## Assignment
Only an exact reprint of all the data is acceptable.

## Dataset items
* * * * * * * * *

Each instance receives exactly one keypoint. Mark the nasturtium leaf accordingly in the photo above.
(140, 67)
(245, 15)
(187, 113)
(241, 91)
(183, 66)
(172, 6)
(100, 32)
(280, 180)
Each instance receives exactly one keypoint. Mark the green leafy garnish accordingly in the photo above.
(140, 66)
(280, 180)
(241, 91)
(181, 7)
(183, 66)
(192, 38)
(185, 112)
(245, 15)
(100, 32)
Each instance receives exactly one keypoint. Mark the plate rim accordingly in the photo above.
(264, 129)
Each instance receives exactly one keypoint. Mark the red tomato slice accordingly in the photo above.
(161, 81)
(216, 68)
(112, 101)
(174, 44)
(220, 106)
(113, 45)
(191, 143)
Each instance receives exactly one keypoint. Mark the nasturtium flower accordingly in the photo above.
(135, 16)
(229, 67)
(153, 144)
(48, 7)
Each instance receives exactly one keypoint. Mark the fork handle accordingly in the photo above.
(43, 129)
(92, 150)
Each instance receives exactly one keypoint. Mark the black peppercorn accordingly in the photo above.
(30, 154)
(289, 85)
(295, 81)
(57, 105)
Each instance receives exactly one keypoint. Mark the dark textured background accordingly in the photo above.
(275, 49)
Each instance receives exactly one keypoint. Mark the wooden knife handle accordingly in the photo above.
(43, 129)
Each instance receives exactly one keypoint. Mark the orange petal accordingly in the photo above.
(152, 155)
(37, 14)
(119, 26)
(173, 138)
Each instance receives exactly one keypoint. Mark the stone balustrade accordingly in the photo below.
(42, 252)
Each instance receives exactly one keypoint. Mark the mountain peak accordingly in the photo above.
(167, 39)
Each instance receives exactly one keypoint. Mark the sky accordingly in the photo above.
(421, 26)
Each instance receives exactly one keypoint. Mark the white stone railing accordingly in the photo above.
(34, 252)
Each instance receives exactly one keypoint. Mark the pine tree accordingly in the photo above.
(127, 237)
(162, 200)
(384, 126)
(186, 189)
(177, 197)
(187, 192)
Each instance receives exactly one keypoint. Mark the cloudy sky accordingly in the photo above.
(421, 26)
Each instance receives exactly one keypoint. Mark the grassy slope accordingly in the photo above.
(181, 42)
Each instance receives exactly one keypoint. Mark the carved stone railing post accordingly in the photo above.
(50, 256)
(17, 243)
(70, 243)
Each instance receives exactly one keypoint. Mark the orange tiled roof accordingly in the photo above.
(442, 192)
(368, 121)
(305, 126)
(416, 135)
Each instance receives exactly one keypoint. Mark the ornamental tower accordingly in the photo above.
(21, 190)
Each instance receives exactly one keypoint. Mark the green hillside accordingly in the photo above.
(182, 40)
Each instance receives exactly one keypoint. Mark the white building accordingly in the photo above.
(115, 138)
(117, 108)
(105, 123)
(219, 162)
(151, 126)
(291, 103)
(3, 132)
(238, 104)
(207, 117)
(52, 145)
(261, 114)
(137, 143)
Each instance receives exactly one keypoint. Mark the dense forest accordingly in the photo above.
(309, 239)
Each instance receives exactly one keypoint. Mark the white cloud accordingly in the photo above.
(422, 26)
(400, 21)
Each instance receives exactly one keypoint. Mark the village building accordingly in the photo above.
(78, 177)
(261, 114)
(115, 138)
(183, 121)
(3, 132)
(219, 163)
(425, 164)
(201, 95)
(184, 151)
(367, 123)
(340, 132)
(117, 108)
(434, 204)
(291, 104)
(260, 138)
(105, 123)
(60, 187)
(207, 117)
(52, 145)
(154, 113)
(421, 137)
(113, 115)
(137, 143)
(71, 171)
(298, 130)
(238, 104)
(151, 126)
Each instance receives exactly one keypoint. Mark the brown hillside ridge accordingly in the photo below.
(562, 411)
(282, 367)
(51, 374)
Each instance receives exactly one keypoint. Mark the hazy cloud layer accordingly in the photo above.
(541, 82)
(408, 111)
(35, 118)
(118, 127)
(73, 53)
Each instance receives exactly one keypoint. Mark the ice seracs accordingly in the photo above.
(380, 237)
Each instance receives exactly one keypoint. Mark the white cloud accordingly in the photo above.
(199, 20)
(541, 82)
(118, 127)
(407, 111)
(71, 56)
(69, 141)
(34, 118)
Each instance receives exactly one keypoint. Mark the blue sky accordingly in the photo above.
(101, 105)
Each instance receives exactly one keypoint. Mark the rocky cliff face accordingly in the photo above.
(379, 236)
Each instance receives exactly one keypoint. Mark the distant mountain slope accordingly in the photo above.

* * * * * * * * *

## Exercise result
Each instance receives exactly one keypoint. Mark the nasturtium leaf accordingly in the photo above.
(140, 67)
(245, 15)
(187, 113)
(241, 91)
(183, 66)
(172, 6)
(100, 32)
(280, 180)
Each instance receives exactly one keypoint. Mark the green leafy garnish accordingly in the photo above.
(140, 66)
(280, 180)
(241, 91)
(181, 7)
(183, 66)
(192, 38)
(185, 112)
(245, 15)
(100, 32)
Each instance receives exactly one keypoint. Mark the plate rim accordingly in the photo above.
(264, 129)
Each instance receives exactly one keypoint. Mark the red tomato slice accordingly in the photo above.
(161, 81)
(216, 68)
(112, 101)
(174, 44)
(220, 106)
(113, 45)
(191, 143)
Each instance receives exactly one keypoint. Mark the nasturtium flower accordingly in the photo above.
(135, 16)
(229, 67)
(153, 144)
(48, 7)
Each instance receives exactly one keypoint. Mark the fork handle accordingly in the photo above.
(43, 129)
(92, 150)
Each instance receives exactly one keypoint. Mark the black peppercorn accordingly in the photo above.
(30, 154)
(289, 85)
(295, 81)
(57, 105)
Each instance receives exactly one keypoint. Mark the dark textured background accordingly in the photo above.
(275, 49)
Each instance receives exactly one keypoint. Mark the wooden knife handle accordingly in the photo above.
(43, 129)
Each instance receives exactly one keypoint. Mark the orange petal accordingly in the photo above.
(152, 155)
(37, 14)
(119, 26)
(173, 138)
Each instance receives exactly one keypoint. Mark the stone balustrade accordingly in the photo below.
(42, 252)
Each instance receives exactly one keypoint. Mark the mountain peak accordingly in the photo above.
(167, 39)
Each instance receives exactly one keypoint. Mark the sky accordingly in the photo above.
(421, 26)
Each instance receives exactly one keypoint. Mark the white stone railing accordingly in the photo above.
(34, 252)
Each instance receives exactly one keypoint. Mark the pine tree accordingly in the photo above.
(127, 237)
(162, 200)
(384, 126)
(186, 189)
(177, 197)
(187, 192)
Each instance receives exactly one keypoint. Mark the cloudy sky accordingly in the photo above.
(421, 26)
Each instance receives exactly one keypoint. Mark the grassy slope accordingly in the photo above.
(181, 42)
Each instance receives exactly one keypoint. Mark the carved stone railing post accordingly in the photo above.
(50, 256)
(17, 243)
(70, 243)
Each instance receives exactly one keypoint. Mark the orange tiled roof accordingly in the photo above.
(442, 192)
(368, 121)
(305, 126)
(416, 135)
Each instance receives exactly one keypoint. Mark the ornamental tower accordingly in the photo above.
(21, 190)
Each instance receives exactly one keypoint. Mark the green hillside accordingly in the photo above.
(182, 40)
Each instance receives exactly one keypoint. Mark the white building accordingly in the photo above.
(115, 138)
(117, 108)
(105, 123)
(219, 162)
(151, 126)
(291, 103)
(3, 132)
(238, 104)
(207, 117)
(52, 145)
(261, 114)
(137, 143)
Each instance receives exactly one keypoint. Mark the dense forest accordingly in the photo above.
(309, 239)
Each instance receives exactly one keypoint. Mark the white cloud accordingly in the photo above.
(422, 26)
(400, 21)
Each instance receives exactly one keypoint. Mark the village building accordingly in the photo above.
(78, 177)
(261, 114)
(115, 138)
(183, 121)
(3, 132)
(219, 163)
(425, 164)
(201, 95)
(184, 151)
(367, 123)
(340, 132)
(117, 108)
(434, 204)
(291, 104)
(260, 138)
(105, 123)
(60, 187)
(207, 117)
(52, 145)
(154, 113)
(421, 137)
(113, 115)
(137, 143)
(71, 171)
(298, 130)
(238, 104)
(151, 126)
Each instance receives exactly one keypoint. Mark the brown hillside ridge accordingly in the photo below.
(562, 411)
(282, 367)
(51, 374)
Each instance receives exactly one keypoint. Mark the hazy cloud layer accordingly in the photo above.
(541, 82)
(408, 111)
(35, 118)
(118, 127)
(73, 53)
Each instance receives exactly one keypoint. Mark the ice seracs accordingly in the photo above.
(380, 237)
Each instance receives exactly one keypoint. Mark the white cloud accordingly in the photo above.
(199, 20)
(541, 82)
(118, 127)
(407, 111)
(71, 56)
(69, 141)
(34, 118)
Each instance receives exactly one keypoint. Mark the blue sky accordingly in the photo above.
(101, 105)
Each instance receives exactly one keypoint. Mark the rocky cliff face accordingly in the photo above.
(379, 236)
Each instance receives exactly one keypoint. Mark the distant mountain slope accordingly in the photo above.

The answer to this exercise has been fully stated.